§ STATED EXERCISE:
Repeat everything from the line containing "Note: spot the damaged" down to the line containing "(1286, 629)", keeping every character unchanged.

§ RECORD SET:
____
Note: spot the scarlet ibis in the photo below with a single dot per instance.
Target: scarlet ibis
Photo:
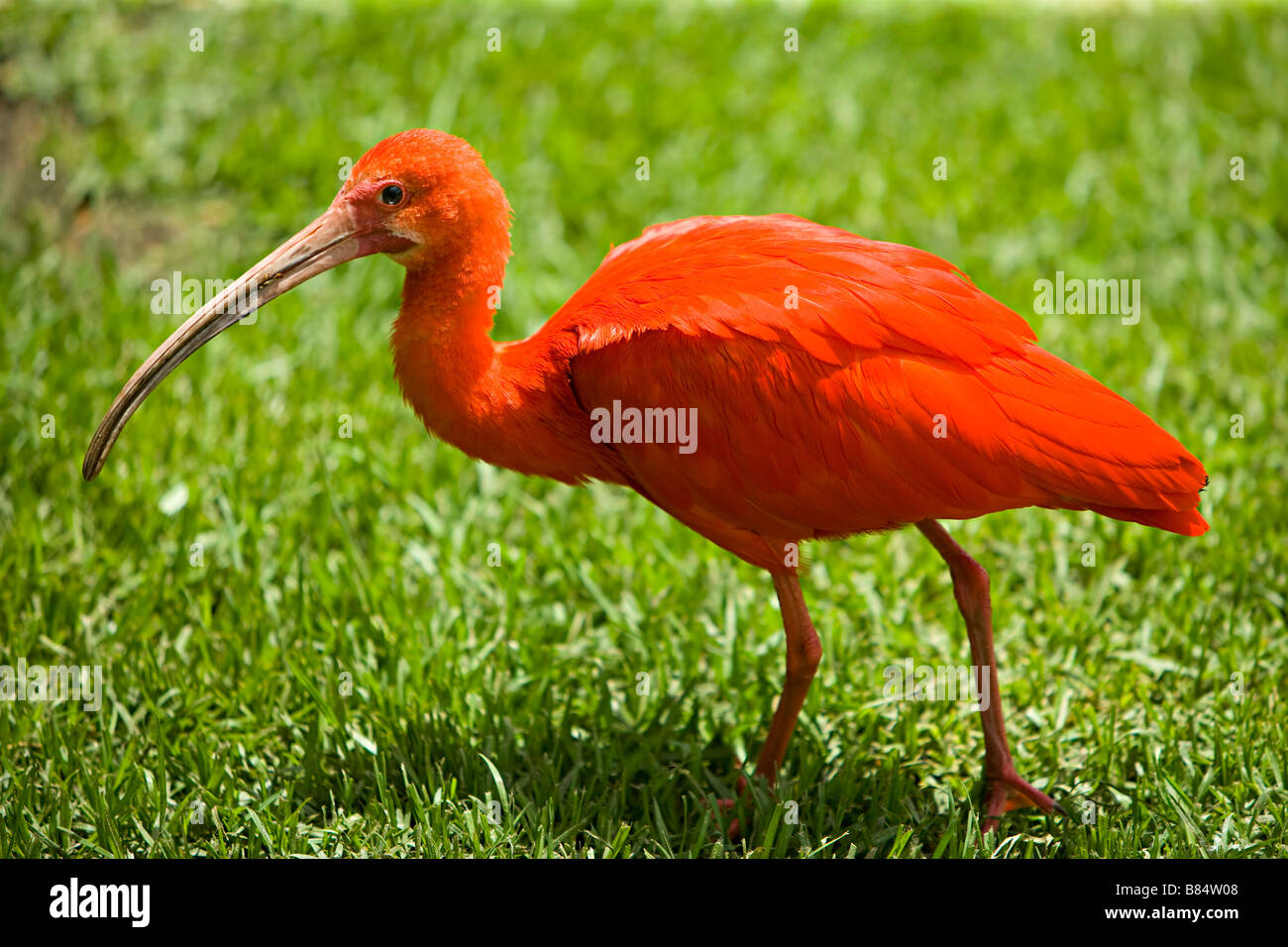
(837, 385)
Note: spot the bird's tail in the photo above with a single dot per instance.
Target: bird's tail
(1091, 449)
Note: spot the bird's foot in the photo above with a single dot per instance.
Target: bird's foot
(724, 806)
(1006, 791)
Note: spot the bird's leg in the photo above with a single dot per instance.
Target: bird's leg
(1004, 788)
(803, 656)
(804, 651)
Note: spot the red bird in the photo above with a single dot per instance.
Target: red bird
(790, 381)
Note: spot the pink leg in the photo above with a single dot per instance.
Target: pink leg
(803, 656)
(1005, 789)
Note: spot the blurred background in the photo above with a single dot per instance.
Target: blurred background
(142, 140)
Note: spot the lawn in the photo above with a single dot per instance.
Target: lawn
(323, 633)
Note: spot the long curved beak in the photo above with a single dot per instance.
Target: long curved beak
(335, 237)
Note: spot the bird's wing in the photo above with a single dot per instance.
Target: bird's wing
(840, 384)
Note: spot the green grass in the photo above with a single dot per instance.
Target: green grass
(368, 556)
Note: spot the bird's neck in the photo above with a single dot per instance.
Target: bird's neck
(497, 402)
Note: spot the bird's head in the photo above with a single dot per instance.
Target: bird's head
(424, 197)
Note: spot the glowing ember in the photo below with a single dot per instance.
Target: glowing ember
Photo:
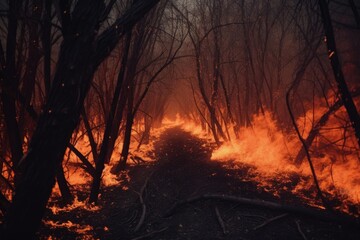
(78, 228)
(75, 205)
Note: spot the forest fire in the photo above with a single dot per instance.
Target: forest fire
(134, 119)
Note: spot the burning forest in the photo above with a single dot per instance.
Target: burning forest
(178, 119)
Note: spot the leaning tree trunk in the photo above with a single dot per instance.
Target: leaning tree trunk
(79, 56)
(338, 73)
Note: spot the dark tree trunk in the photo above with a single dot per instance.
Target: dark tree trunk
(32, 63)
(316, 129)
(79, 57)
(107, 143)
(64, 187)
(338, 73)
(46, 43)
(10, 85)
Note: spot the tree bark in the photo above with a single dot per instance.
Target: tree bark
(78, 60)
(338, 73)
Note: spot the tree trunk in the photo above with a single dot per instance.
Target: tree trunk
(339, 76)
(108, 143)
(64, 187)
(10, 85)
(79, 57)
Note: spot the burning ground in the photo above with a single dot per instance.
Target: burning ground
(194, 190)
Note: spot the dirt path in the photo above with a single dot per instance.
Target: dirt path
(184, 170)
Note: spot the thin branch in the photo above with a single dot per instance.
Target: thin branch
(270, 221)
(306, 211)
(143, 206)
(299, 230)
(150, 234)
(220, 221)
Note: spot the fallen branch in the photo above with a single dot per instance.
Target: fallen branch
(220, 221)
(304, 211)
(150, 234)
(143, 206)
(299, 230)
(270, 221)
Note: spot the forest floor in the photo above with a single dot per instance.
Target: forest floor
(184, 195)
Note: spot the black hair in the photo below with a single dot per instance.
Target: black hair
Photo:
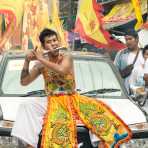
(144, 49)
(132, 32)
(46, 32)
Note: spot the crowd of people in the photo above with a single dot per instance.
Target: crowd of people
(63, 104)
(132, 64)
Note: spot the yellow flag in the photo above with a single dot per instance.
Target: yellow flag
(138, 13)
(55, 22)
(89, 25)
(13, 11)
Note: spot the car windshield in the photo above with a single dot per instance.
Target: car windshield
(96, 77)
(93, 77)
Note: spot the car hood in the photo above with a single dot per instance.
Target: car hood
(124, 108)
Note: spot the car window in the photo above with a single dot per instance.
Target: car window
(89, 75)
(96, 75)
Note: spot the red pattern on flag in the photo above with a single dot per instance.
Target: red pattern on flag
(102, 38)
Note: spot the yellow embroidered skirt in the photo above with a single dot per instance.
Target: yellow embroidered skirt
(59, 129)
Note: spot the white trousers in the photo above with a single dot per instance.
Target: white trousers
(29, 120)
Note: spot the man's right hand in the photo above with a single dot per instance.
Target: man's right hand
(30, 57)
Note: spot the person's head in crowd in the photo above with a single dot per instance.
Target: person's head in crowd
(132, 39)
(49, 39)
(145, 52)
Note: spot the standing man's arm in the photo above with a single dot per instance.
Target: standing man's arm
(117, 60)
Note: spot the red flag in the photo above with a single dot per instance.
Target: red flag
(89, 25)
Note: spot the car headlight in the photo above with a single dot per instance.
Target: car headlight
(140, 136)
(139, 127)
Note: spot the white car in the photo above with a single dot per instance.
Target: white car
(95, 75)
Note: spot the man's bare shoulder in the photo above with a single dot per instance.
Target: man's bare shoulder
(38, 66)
____
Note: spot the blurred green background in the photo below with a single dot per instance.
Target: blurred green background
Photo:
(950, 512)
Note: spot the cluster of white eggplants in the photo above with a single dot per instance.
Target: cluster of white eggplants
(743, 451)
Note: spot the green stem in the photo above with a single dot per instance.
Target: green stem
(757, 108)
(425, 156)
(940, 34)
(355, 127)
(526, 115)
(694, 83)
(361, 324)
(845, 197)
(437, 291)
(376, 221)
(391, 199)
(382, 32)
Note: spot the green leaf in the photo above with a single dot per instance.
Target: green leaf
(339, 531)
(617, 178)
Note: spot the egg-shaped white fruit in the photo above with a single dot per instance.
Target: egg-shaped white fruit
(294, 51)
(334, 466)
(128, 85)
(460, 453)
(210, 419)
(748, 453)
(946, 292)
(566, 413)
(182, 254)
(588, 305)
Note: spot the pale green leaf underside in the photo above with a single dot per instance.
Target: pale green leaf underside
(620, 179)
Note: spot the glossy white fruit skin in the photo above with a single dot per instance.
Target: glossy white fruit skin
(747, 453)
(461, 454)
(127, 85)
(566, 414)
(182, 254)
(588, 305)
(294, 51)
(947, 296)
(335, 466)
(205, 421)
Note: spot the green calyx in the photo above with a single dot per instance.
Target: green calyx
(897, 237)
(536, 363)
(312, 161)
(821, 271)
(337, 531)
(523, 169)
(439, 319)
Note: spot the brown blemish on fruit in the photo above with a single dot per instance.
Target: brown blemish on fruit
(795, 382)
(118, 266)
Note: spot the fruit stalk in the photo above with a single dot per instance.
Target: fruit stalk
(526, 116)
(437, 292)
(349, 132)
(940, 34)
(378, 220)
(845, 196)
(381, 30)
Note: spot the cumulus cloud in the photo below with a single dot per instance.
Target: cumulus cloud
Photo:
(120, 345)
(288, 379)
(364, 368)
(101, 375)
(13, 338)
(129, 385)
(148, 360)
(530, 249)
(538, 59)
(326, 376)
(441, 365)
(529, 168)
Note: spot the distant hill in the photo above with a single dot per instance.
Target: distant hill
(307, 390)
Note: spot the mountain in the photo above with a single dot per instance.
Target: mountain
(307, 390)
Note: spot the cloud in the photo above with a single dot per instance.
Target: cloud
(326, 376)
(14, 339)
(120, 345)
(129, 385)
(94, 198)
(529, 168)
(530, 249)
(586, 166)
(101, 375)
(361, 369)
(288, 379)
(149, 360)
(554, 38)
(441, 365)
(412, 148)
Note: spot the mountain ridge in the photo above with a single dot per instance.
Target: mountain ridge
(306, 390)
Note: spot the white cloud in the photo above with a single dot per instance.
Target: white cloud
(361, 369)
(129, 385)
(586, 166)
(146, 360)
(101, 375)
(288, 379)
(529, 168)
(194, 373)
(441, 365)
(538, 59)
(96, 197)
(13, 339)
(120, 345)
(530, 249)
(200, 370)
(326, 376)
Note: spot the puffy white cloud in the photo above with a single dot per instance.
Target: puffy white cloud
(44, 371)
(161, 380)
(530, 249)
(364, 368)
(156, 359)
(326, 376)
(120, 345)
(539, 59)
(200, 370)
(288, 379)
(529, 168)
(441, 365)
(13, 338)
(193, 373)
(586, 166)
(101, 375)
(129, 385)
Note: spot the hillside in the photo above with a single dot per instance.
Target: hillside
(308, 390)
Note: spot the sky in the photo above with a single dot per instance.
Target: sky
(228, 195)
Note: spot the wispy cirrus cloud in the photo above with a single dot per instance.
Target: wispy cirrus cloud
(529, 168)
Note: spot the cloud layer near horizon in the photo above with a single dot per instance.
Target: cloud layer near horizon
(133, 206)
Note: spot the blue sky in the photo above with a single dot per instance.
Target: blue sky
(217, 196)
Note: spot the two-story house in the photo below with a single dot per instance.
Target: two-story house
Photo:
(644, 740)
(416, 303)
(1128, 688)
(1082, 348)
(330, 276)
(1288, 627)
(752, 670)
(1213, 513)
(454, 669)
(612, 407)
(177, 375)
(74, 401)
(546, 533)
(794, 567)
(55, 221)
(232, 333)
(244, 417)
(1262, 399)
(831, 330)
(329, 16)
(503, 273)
____
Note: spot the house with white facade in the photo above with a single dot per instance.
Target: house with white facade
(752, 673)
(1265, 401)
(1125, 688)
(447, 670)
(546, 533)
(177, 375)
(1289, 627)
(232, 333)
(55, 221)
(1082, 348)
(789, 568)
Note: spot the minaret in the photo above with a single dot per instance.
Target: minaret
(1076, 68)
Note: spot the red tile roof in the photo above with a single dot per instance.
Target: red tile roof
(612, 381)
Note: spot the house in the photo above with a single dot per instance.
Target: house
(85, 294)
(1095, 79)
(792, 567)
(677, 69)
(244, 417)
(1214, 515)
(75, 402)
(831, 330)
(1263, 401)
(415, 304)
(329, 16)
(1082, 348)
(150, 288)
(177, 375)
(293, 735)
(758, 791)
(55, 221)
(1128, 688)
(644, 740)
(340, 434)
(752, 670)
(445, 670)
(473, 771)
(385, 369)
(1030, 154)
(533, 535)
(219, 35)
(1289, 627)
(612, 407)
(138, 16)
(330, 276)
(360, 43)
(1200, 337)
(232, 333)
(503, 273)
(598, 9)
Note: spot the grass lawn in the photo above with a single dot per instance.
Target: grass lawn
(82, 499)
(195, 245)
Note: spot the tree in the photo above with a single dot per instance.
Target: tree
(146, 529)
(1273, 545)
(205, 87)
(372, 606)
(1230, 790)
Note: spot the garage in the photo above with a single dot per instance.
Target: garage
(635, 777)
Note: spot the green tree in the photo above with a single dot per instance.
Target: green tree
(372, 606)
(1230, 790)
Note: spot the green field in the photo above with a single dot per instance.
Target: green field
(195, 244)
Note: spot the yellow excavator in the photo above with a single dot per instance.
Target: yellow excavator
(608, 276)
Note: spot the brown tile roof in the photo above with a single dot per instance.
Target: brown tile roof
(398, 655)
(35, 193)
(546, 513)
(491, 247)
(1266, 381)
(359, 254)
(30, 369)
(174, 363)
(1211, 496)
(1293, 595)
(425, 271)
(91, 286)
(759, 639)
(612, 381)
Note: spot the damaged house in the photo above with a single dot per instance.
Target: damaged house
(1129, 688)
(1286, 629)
____
§ ANSWER TO THE EXERCISE:
Note: spot the damaged house in the photo above with a single dot per instance.
Target: damaged house
(1129, 688)
(1286, 629)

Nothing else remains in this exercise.